_BLOCO DE TEXTO_:
········
Assistimos hoje a uma febre na tentativa de "qualificação" de revistas médicas brasileiras, sem que se tenha noção do que significa essa "qualificação". "Qualificar" significa passar a aceitar para publicação na revista quase que somente material original, proveniente de pesquisa, cada vez mais sofisticada. Saem as revisões, os casos clínicos, as sessões e o leitor vai passar a entender cada vez menos do material publicado a cada número. Obviamente seu interesse na revista, sendo médico prático, irá diminuir. Se for um cientista da área, talvez seu interesse cresça. Muitas de nossas revistas, ao conquistarem a "qualificação" (que tem como parâmetro o critério do pesquisador, insisto, não o do médico prático) e ao "subirem" na hierarquia do "qualis" da Capes, tornam-se bem menos úteis ou interessantes para quem milita na assistência médica e não atua nem como professor, nem como pesquisador.
········
_TRECHOS DE DADOS_:
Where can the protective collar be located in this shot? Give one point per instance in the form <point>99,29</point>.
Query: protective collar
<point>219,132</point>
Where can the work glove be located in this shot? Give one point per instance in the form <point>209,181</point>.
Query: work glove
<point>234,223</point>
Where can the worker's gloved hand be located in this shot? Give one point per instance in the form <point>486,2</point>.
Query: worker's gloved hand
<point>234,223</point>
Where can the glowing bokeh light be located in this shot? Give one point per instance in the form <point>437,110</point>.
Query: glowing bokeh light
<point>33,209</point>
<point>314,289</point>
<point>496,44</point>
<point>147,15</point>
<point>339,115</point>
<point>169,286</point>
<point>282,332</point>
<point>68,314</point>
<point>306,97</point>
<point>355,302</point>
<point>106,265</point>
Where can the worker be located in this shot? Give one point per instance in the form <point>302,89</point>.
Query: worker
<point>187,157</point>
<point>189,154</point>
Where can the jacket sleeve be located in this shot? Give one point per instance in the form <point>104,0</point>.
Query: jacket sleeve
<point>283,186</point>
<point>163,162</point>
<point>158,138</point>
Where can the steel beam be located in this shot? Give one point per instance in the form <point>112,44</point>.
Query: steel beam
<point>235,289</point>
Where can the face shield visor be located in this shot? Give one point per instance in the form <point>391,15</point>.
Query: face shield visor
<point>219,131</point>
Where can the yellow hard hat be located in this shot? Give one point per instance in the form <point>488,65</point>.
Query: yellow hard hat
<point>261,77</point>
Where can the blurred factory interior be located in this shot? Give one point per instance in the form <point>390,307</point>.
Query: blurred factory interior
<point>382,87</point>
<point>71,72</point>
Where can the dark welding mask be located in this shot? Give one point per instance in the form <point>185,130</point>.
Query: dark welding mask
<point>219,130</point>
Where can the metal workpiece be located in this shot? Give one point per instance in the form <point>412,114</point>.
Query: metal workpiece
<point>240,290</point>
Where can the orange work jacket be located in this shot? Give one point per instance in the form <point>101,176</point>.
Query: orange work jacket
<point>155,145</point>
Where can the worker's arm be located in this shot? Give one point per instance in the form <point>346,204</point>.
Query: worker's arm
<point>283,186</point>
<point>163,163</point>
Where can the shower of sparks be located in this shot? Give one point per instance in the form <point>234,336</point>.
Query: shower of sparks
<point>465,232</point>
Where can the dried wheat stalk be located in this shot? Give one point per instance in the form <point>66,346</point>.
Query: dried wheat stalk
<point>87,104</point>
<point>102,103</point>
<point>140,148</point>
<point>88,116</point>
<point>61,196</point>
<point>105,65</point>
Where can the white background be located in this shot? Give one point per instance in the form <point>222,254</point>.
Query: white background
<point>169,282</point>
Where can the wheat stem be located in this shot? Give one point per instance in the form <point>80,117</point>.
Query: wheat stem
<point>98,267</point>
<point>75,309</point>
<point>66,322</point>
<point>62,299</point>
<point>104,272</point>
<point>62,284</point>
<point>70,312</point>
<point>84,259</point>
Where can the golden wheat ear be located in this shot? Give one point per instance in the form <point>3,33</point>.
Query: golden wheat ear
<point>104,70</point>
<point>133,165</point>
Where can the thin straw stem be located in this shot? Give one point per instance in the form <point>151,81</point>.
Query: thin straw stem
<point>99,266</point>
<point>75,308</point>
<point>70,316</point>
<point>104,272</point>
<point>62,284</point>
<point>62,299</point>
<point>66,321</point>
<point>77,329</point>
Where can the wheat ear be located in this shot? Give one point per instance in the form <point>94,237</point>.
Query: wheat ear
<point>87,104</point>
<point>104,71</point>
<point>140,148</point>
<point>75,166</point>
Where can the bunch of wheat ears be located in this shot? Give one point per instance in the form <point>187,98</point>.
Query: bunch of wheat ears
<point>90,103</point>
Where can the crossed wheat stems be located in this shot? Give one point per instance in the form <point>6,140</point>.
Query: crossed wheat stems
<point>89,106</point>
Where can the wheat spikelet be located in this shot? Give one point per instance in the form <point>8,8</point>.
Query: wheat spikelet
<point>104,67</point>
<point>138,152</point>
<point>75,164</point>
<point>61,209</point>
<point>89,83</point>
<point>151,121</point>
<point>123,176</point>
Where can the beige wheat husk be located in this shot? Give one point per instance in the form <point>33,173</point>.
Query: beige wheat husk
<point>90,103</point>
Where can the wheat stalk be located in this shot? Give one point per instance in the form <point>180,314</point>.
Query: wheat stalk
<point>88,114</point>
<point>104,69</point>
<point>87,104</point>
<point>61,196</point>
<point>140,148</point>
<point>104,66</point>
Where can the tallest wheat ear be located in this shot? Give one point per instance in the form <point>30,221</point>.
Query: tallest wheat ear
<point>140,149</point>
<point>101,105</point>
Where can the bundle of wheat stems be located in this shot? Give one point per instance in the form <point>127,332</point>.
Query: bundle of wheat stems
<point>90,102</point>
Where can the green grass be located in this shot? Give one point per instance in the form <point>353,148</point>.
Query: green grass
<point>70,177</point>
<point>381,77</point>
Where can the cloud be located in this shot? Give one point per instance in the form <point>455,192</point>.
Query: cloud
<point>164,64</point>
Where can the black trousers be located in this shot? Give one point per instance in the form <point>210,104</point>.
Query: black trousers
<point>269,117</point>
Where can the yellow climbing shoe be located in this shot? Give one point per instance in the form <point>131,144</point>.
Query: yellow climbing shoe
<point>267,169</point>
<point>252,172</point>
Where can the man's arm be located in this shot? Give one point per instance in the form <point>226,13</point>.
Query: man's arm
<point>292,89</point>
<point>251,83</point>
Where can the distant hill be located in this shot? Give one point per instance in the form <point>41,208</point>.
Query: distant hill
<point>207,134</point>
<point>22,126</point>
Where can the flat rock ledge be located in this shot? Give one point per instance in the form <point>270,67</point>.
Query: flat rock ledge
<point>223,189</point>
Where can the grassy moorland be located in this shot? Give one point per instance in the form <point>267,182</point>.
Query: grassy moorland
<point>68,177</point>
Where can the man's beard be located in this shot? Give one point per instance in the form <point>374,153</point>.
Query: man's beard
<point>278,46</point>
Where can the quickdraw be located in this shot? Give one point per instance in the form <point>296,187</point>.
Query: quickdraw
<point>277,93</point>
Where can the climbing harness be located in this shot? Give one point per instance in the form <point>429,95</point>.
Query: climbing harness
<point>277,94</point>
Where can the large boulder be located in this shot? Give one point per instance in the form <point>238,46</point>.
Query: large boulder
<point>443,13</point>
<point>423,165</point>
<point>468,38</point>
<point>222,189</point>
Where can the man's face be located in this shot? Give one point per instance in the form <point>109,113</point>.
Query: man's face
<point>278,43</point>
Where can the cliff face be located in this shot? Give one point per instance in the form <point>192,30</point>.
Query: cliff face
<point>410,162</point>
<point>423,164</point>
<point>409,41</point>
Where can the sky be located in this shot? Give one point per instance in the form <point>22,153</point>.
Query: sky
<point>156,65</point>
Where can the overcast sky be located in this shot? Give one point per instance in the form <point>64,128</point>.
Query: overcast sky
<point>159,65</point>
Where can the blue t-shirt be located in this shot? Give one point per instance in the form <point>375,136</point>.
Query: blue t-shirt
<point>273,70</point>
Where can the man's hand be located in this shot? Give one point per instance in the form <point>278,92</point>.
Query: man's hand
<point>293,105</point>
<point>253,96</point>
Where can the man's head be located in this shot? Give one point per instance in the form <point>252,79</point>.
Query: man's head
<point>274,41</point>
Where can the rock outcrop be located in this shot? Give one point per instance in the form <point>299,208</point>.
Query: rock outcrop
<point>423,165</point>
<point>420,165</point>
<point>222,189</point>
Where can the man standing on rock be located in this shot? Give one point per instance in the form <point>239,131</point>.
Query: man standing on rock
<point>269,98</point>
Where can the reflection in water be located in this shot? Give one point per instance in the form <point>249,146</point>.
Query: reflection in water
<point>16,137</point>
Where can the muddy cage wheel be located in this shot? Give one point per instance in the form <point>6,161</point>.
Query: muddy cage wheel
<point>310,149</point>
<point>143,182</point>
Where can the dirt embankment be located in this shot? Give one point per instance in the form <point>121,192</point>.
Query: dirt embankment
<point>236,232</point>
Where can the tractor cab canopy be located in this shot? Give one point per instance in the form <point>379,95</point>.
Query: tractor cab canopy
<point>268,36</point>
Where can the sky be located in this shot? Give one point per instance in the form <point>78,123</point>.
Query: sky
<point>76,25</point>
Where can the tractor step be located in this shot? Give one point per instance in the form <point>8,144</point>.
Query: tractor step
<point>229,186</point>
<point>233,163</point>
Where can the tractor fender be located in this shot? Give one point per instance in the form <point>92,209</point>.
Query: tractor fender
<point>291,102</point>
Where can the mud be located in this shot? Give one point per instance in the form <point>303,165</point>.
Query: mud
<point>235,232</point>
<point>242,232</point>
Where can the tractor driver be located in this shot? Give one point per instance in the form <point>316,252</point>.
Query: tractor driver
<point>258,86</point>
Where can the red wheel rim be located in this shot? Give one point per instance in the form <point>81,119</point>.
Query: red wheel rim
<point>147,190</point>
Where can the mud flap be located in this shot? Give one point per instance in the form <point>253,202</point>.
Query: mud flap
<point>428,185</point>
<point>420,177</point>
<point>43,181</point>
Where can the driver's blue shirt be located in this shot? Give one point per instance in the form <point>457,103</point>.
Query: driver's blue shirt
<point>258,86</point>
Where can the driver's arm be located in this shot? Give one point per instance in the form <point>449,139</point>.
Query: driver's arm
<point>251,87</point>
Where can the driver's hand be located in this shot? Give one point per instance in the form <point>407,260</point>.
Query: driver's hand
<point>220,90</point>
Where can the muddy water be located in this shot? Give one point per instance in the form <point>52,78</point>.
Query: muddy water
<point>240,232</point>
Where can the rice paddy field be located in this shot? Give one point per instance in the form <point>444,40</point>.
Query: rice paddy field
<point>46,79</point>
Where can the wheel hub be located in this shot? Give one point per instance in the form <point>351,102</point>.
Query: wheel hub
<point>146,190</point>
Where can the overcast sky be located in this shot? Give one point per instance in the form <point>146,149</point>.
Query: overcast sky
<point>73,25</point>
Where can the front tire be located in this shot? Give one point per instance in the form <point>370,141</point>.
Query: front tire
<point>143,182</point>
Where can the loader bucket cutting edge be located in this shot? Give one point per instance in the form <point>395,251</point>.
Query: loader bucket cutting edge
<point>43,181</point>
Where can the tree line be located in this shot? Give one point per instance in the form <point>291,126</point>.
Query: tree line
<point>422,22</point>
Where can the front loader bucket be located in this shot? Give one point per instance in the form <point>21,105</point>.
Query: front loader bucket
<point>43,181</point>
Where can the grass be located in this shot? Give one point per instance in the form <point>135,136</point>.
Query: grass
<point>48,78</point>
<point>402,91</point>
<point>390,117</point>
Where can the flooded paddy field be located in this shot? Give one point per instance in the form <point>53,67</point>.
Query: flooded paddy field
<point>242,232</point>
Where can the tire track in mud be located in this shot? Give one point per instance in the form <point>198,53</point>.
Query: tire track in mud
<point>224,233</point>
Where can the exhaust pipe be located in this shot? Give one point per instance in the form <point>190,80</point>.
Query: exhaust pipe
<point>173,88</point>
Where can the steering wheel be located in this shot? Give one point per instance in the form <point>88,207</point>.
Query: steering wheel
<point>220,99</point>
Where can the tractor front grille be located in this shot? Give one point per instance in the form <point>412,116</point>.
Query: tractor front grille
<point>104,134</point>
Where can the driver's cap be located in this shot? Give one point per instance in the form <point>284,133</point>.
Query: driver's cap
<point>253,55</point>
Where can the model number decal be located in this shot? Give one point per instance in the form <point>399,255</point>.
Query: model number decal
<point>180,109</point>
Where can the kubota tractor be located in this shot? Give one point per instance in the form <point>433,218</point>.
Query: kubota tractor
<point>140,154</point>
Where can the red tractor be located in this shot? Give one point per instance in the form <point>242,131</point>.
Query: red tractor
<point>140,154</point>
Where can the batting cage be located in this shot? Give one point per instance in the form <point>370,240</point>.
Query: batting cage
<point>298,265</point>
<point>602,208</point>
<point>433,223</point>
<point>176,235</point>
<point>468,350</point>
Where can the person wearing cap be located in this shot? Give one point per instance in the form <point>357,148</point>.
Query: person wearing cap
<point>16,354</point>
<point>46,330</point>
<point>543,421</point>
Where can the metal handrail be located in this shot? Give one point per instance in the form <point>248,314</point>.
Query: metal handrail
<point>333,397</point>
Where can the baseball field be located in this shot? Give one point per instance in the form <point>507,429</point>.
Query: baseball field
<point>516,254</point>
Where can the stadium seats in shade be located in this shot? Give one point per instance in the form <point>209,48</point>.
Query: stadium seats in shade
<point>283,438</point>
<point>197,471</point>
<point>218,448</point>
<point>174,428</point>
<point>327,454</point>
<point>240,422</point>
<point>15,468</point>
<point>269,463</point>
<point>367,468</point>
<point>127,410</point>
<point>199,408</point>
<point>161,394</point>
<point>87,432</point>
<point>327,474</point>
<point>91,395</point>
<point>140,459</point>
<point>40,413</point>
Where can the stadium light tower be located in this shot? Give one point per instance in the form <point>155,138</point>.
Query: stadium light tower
········
_TAREFAS PROPOSTAS_:
1. Responda com base no texto sobre revistas médicas:
(a) Que tipo de material uma revista "qualificada" passa a aceitar quase que somente para publicação?
(b) De quem é o critério que serve de parâmetro para a "qualificação"?
(c) Para quem as revistas se tornam bem menos úteis ou interessantes?
2. Liste todos os tipos de material que, segundo o texto sobre revistas médicas, saem das revistas com a "qualificação".
A listagem acima provém de outra fonte, sem relação com o texto.

_RESOLUÇÃO DAS TAREFAS_:
1.
(a) Material original, proveniente de pesquisa, cada vez mais sofisticada.
(b) Do pesquisador, não do médico prático.
(c) Para quem milita na assistência médica e não atua nem como professor, nem como pesquisador.

2. Revisões; casos clínicos; sessões.